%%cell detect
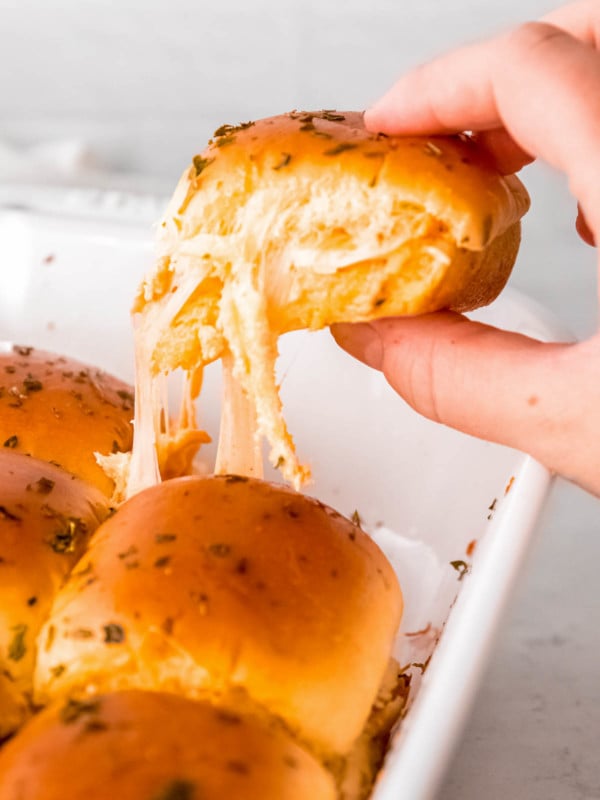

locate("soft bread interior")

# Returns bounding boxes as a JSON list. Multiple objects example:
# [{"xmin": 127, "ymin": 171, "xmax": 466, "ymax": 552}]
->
[{"xmin": 128, "ymin": 112, "xmax": 528, "ymax": 494}]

[What you are asked to do]: Put the lines of the items above into a Markdown table with two columns, Index for the row number and Text for the line, skipping any blank lines. Leave the pictures out of the table.

[Task result]:
| Index | Text |
|---|---|
| 1 | %%cell detect |
| 2 | locate("soft bread interior") |
| 3 | # Returns bounding boxes as a JSON list. Multiple objects example: |
| 4 | # [{"xmin": 127, "ymin": 171, "xmax": 466, "ymax": 552}] |
| 5 | -> |
| 6 | [{"xmin": 128, "ymin": 112, "xmax": 528, "ymax": 494}] |